Exercise:
Rewrite all of the records below, swapping "photograph" for "image" and keeping everything else unchanged. Leave the pictures out of your answer.

(Rows from a pointing dataset)
|---|
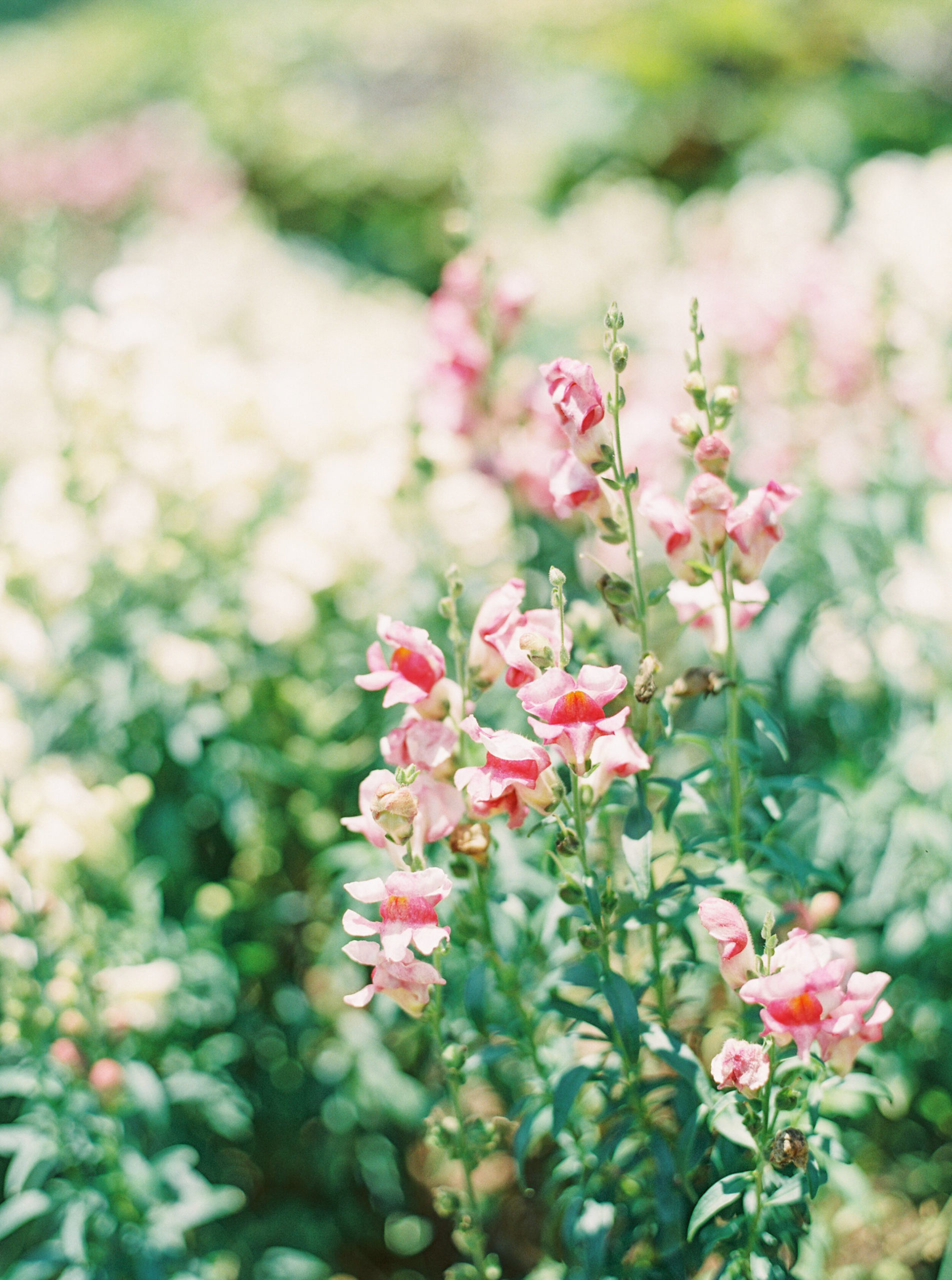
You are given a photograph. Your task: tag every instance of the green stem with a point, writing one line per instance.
(734, 716)
(618, 466)
(476, 1237)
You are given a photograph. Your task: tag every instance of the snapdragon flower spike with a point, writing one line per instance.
(741, 1066)
(580, 405)
(426, 744)
(729, 928)
(416, 664)
(499, 626)
(617, 756)
(703, 607)
(517, 775)
(439, 810)
(407, 910)
(407, 982)
(567, 712)
(575, 488)
(670, 524)
(755, 526)
(708, 502)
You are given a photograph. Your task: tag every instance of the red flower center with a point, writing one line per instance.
(409, 912)
(414, 668)
(798, 1012)
(576, 708)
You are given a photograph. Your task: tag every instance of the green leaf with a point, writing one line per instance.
(767, 725)
(22, 1208)
(565, 1095)
(716, 1198)
(625, 1010)
(636, 846)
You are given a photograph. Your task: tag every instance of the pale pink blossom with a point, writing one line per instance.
(517, 775)
(407, 910)
(439, 810)
(708, 502)
(729, 928)
(426, 744)
(713, 454)
(497, 634)
(575, 487)
(755, 526)
(741, 1066)
(571, 710)
(617, 756)
(703, 607)
(416, 664)
(679, 536)
(406, 981)
(579, 402)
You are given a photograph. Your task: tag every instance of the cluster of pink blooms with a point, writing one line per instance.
(467, 323)
(811, 995)
(567, 714)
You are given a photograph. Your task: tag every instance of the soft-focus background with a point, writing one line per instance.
(219, 223)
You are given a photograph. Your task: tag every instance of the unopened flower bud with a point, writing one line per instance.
(644, 686)
(684, 426)
(725, 400)
(697, 387)
(790, 1148)
(393, 810)
(713, 454)
(446, 1202)
(471, 839)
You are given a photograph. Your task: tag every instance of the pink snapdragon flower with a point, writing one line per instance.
(580, 405)
(679, 536)
(517, 775)
(703, 607)
(497, 634)
(617, 756)
(425, 743)
(415, 668)
(575, 487)
(729, 928)
(407, 981)
(755, 526)
(796, 1002)
(571, 710)
(741, 1066)
(708, 504)
(407, 910)
(713, 454)
(439, 810)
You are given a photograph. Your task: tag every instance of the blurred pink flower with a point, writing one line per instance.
(729, 928)
(755, 526)
(741, 1066)
(571, 710)
(514, 778)
(579, 402)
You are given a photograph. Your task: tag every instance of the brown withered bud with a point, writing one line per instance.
|---|
Task output:
You are given a image. Your task: tag every instance of the green stem with a point, writing one line per instance.
(734, 716)
(618, 466)
(476, 1237)
You are given a image. Your task: tag every instance of the snapdragon flower spike with a point, writing one line per instance.
(741, 1066)
(580, 405)
(426, 744)
(729, 928)
(416, 664)
(499, 626)
(617, 756)
(703, 607)
(517, 775)
(439, 810)
(407, 910)
(407, 982)
(567, 712)
(575, 488)
(670, 524)
(755, 526)
(708, 502)
You are given a image. Your task: tag every instance of the red flower center with a point, writing one line per instance.
(409, 912)
(414, 668)
(798, 1012)
(576, 708)
You are given a image. Your task: tag every instance of the green leaf with a point, writing one line per instance.
(767, 725)
(22, 1208)
(565, 1095)
(716, 1198)
(625, 1010)
(636, 846)
You are given a image. Your task: tag every instance of the pale pink blossom with a point, writing one line per instance.
(517, 775)
(407, 910)
(439, 810)
(708, 502)
(729, 928)
(426, 744)
(713, 454)
(497, 634)
(575, 487)
(755, 526)
(741, 1066)
(571, 710)
(617, 756)
(703, 607)
(416, 664)
(679, 536)
(406, 981)
(579, 402)
You are given a image. Your task: tag every instance of the cluster of pink blooms with a point, writing one line per instance.
(467, 323)
(811, 995)
(567, 714)
You are given a image. Your task: tag every instance of the soft-focus background with a point, writing one line per instance.
(219, 223)
You are given a image. Your task: tag every instance of the unopened flower bud with a point, writing one line per instance.
(644, 686)
(684, 426)
(725, 400)
(697, 387)
(790, 1148)
(393, 810)
(713, 454)
(446, 1202)
(471, 839)
You are given a image. Your task: tag every instance of the pink snapdragon flower with a point, writing one line per instance.
(580, 405)
(679, 536)
(517, 775)
(703, 607)
(497, 634)
(617, 756)
(425, 743)
(415, 668)
(575, 487)
(729, 928)
(407, 981)
(755, 526)
(796, 1002)
(571, 710)
(741, 1066)
(708, 504)
(407, 910)
(713, 454)
(439, 810)
You are given a image. Your task: tag every instance of the blurred pink flower with a point, writing one line per instance.
(729, 928)
(755, 526)
(741, 1066)
(571, 710)
(514, 778)
(579, 402)
You are given a image. Your task: tag every instance of the brown withered bud with a point, writing one line per instance.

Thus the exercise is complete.